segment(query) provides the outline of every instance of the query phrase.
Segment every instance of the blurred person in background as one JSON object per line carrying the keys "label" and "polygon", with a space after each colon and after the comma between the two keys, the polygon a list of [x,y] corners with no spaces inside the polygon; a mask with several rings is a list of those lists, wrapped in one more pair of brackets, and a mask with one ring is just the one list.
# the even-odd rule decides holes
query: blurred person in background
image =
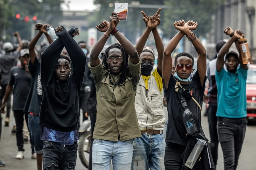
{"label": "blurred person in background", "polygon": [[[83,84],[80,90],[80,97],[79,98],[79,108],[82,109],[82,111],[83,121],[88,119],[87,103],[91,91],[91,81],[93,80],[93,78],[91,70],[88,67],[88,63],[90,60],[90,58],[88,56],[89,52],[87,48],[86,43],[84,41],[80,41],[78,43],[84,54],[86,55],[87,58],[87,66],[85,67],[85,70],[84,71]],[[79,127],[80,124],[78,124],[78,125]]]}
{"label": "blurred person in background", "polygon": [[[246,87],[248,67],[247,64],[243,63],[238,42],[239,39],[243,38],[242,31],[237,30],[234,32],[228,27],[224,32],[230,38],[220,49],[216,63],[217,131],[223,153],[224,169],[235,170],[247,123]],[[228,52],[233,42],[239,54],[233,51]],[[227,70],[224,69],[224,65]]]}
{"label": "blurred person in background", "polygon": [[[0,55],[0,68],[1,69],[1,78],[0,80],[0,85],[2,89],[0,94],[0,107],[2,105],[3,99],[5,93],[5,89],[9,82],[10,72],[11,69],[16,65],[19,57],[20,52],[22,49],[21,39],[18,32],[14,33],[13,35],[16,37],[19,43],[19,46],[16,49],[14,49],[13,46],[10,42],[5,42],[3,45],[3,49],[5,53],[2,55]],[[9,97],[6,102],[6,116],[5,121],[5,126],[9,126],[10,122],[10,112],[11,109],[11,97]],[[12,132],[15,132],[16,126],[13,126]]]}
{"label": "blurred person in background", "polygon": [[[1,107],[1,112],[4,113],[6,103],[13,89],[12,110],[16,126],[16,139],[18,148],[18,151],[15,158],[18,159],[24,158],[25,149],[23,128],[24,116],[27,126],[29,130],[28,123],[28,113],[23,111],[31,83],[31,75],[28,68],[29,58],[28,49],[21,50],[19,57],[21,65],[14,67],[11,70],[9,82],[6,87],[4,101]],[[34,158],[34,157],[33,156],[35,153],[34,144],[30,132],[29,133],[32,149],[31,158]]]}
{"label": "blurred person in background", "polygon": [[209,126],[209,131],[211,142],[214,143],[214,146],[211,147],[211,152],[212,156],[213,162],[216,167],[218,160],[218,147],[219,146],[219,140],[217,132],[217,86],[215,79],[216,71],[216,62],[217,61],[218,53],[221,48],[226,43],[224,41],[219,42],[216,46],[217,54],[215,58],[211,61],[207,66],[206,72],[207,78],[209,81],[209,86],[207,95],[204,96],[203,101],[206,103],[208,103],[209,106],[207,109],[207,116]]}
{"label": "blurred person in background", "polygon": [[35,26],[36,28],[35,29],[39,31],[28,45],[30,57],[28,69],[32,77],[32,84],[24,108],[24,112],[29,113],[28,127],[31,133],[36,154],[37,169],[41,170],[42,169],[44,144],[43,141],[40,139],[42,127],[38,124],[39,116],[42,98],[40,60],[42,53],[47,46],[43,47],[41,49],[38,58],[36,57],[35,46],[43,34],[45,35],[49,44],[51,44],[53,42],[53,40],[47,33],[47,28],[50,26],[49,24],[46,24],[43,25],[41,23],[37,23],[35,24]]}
==
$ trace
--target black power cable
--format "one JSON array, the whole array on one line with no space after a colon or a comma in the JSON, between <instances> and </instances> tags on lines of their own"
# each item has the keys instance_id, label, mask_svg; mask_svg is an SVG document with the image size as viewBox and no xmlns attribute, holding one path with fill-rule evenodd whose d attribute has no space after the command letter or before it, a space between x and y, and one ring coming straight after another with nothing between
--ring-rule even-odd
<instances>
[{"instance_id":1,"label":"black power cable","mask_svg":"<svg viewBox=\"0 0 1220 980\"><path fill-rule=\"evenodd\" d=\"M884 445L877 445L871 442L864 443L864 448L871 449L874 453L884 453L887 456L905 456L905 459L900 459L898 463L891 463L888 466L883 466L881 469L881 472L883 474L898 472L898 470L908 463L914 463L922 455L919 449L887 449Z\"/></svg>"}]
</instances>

### WHAT THIS TASK INVOLVES:
Find every line of the data above that contains the string "instances", and copy each of those lines.

### COMPLETED TASK:
--format "one JSON array, the whole array on one line with no space after a colon or a comma in the JSON, between <instances> and </instances> tags on lines of their own"
<instances>
</instances>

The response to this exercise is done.